WHAT TO DO -
Render every line of the source records below as a Markdown table with the columns "Row" and "Line." Number the rows in order and leave out any blank lines.

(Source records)
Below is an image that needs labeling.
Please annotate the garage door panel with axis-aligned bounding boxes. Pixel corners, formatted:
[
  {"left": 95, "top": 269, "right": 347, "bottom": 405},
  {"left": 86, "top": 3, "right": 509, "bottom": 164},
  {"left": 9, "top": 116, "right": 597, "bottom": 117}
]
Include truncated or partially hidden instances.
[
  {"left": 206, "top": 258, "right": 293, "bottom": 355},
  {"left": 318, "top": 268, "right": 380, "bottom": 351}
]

OUTPUT BELOW -
| Row | Line |
|---|---|
| 1 | Below is an image that needs labeling. |
| 2 | Please annotate the garage door panel with axis-aligned bounding boxes. Pixel corners, formatted: |
| 3 | [ |
| 4 |   {"left": 95, "top": 269, "right": 347, "bottom": 405}, |
| 5 |   {"left": 86, "top": 3, "right": 509, "bottom": 164}, |
| 6 |   {"left": 9, "top": 116, "right": 597, "bottom": 117} |
| 7 | ] |
| 8 | Include truncated or partially hidden instances. |
| 9 | [ |
| 10 |   {"left": 206, "top": 258, "right": 293, "bottom": 355}, |
| 11 |   {"left": 318, "top": 268, "right": 380, "bottom": 351} |
| 12 | ] |